To be done: Please rewrite everything from the start of the records down to the line containing "(1226, 408)", both ends included, swapping "windshield" for "windscreen" and changing nothing else. Leave the pictures out.

Coordinate annotation records:
▬▬▬

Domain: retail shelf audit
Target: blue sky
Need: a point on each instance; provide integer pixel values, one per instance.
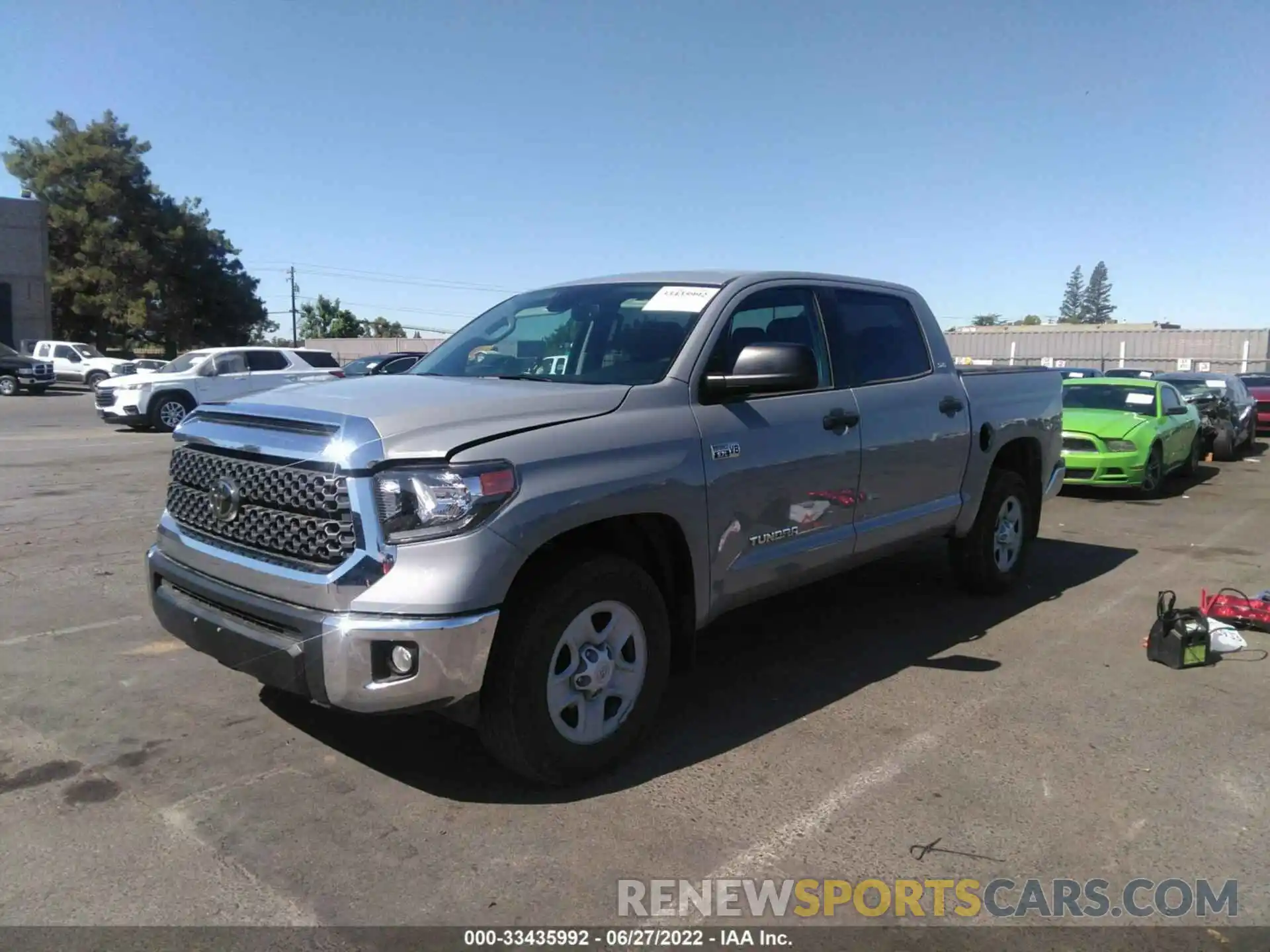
(974, 150)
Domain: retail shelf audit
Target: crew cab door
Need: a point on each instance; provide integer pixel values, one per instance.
(781, 469)
(67, 365)
(915, 420)
(229, 381)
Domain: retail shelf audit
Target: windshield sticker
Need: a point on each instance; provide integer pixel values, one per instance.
(681, 299)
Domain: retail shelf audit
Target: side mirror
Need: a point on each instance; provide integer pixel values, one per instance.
(763, 368)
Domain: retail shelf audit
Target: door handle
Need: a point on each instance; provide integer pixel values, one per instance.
(840, 419)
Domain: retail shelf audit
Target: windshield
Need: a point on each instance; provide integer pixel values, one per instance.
(362, 366)
(186, 362)
(579, 334)
(1107, 397)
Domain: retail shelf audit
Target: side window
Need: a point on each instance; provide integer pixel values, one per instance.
(232, 362)
(777, 315)
(266, 361)
(878, 337)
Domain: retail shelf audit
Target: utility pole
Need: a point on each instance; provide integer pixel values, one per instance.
(295, 333)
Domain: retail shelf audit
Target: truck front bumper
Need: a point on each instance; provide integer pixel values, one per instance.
(337, 659)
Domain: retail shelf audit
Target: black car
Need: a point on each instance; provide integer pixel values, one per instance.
(19, 372)
(375, 365)
(1227, 411)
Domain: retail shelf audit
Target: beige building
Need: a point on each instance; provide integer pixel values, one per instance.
(26, 311)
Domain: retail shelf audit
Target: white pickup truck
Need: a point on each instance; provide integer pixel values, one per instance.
(80, 364)
(161, 399)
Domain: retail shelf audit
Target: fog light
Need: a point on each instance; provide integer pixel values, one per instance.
(402, 659)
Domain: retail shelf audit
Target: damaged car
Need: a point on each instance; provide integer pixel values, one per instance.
(1124, 432)
(1226, 408)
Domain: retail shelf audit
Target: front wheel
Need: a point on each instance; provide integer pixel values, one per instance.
(577, 672)
(169, 411)
(990, 559)
(1223, 444)
(1154, 473)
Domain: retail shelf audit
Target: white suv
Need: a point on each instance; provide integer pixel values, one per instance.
(161, 399)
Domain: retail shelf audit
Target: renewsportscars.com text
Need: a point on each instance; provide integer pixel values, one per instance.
(1046, 899)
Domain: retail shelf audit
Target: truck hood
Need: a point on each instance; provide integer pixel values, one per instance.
(1104, 424)
(432, 416)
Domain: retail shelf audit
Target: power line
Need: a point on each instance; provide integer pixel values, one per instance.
(385, 277)
(465, 315)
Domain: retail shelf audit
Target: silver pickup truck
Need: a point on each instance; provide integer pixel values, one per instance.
(525, 543)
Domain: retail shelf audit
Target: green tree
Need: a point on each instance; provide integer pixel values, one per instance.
(1072, 310)
(384, 328)
(1097, 298)
(99, 198)
(324, 317)
(127, 262)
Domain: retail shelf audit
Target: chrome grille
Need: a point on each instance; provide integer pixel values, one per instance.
(285, 510)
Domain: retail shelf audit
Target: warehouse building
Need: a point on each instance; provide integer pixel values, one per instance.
(1147, 347)
(26, 313)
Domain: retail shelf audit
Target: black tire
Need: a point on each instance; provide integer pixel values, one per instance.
(1191, 466)
(516, 724)
(1223, 444)
(157, 411)
(974, 563)
(1154, 474)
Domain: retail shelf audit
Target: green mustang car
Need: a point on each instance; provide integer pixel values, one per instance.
(1127, 432)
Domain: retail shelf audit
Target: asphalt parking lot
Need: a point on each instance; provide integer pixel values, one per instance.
(824, 734)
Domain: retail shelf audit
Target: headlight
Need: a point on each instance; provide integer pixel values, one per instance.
(427, 502)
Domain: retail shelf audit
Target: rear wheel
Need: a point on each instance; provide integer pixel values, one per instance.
(990, 559)
(1154, 473)
(169, 411)
(577, 672)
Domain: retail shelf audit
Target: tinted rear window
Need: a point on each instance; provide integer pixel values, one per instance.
(318, 358)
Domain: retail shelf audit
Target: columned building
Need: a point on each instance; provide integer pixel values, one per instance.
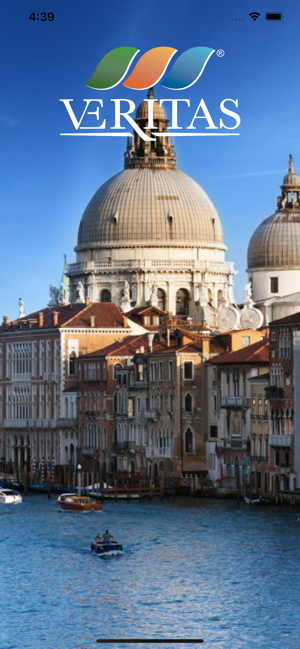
(151, 235)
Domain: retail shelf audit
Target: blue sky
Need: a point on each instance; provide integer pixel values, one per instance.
(47, 180)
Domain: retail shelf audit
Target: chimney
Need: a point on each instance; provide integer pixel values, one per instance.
(205, 345)
(150, 342)
(168, 337)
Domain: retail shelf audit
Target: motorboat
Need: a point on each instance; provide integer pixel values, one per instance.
(9, 496)
(106, 549)
(256, 499)
(73, 503)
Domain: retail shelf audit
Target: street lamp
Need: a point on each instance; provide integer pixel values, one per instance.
(79, 479)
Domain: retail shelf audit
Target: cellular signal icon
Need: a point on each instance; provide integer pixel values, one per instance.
(254, 15)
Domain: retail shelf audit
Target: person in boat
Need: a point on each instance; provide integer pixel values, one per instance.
(106, 537)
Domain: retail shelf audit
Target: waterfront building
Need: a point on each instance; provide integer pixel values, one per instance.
(282, 394)
(38, 378)
(103, 404)
(230, 409)
(259, 435)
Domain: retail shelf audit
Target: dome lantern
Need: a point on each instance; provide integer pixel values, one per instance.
(290, 189)
(159, 153)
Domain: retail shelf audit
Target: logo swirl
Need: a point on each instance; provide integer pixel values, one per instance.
(150, 68)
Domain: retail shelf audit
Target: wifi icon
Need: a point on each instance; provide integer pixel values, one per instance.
(254, 15)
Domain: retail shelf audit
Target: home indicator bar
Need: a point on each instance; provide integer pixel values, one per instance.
(274, 16)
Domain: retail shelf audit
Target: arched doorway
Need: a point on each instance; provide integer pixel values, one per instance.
(161, 299)
(182, 302)
(72, 456)
(245, 471)
(105, 296)
(236, 467)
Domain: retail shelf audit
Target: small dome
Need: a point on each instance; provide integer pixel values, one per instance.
(276, 241)
(158, 111)
(291, 179)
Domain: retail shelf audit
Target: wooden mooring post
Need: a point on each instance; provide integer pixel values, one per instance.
(49, 484)
(25, 480)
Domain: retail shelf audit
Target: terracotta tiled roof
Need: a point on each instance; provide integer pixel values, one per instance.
(144, 309)
(294, 318)
(107, 315)
(125, 347)
(129, 346)
(256, 353)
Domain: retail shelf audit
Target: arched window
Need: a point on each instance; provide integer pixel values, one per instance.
(106, 295)
(228, 466)
(161, 299)
(188, 403)
(116, 366)
(182, 302)
(236, 467)
(72, 364)
(188, 438)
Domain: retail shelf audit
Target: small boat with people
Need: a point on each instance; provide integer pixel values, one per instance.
(74, 503)
(106, 545)
(9, 497)
(256, 499)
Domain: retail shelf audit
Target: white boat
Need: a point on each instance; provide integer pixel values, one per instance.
(8, 496)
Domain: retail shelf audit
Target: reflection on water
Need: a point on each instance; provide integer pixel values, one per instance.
(191, 568)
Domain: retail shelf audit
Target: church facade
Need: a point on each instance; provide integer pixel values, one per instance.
(151, 236)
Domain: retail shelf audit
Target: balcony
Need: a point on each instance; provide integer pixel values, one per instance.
(154, 451)
(281, 440)
(89, 451)
(123, 446)
(151, 414)
(235, 402)
(284, 469)
(272, 392)
(67, 422)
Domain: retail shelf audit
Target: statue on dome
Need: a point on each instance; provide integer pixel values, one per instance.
(225, 292)
(54, 292)
(126, 290)
(80, 292)
(203, 293)
(153, 292)
(248, 291)
(21, 308)
(62, 298)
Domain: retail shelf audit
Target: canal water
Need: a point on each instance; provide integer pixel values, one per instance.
(209, 569)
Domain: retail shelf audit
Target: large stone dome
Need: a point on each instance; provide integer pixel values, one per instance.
(150, 235)
(276, 241)
(150, 206)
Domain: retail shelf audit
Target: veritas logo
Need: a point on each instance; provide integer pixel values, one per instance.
(148, 72)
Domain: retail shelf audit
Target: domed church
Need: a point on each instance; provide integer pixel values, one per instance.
(151, 235)
(274, 254)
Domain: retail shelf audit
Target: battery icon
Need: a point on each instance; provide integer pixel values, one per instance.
(274, 16)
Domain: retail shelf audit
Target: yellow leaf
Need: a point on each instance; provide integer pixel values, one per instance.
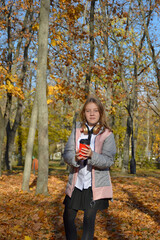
(27, 238)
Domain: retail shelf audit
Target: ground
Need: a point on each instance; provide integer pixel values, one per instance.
(134, 213)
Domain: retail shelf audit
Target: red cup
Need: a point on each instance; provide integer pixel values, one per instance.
(82, 145)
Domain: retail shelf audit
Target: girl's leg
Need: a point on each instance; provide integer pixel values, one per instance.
(69, 223)
(88, 224)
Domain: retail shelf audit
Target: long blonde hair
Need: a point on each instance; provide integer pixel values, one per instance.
(102, 119)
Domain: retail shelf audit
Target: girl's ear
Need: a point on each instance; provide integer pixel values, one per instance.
(96, 129)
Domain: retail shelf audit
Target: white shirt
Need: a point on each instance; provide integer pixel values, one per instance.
(84, 174)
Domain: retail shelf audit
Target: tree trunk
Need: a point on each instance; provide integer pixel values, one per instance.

▬▬▬

Answer to the problem:
Domain: retail shelf audit
Target: blue sky
Need: a point on each instance; provide integer pixel values, one per instance.
(974, 150)
Domain: retail shelf audit
Target: crew cab door
Need: a point on each instance; provide integer pixel values, one per instance.
(781, 469)
(67, 365)
(915, 420)
(229, 381)
Domain: retail shelf audit
Target: windscreen sticker
Need: a point on each instance; provide integer pixel values, one per instance.
(681, 299)
Domain: retail shelf audit
Target: side mirror
Need: a point on each instance; provide integer pixel values, one per instance.
(763, 368)
Domain: retail shelf audit
Target: door handle
Need: a point on each instance; provide integer pixel values, one per instance.
(840, 419)
Domain: retail shelf audit
Target: windscreen
Need: a point on each instance; provide integer pixel values, one per instance.
(362, 366)
(186, 362)
(579, 334)
(1107, 397)
Domain: retail shelf audit
Target: side window
Need: a point on each instance; provide integer pixel values, one per instance.
(232, 362)
(777, 315)
(266, 361)
(878, 337)
Domain: retail shelf audit
Target: utility pole
Need: a point on each instance; provide integer pixel values, one per instance.
(295, 333)
Domain: retail shelf audit
Target: truck front bumper
Need: a point on each instance; provide integer pixel values, one per instance.
(337, 659)
Domain: retail shelf audit
Target: black car
Need: a point on each instance; provide integer pixel values, one per instance.
(19, 372)
(375, 365)
(1227, 411)
Domain: retail shelf audit
Target: beige building
Need: a point on each instance; provide integer pixel values, one per instance.
(26, 311)
Domain: retail shelf audit
Target: white pickup truck
Need: a point on each instance; provide integer pixel values, one per instance.
(80, 364)
(161, 399)
Domain: retail shelf audit
Target: fog light
Need: a point on each instance; provide integer pixel values, one per instance.
(402, 659)
Domain: retail shelf audit
Target: damaged car
Need: a point on each instance; provide integer pixel values, one per instance.
(1124, 432)
(1226, 408)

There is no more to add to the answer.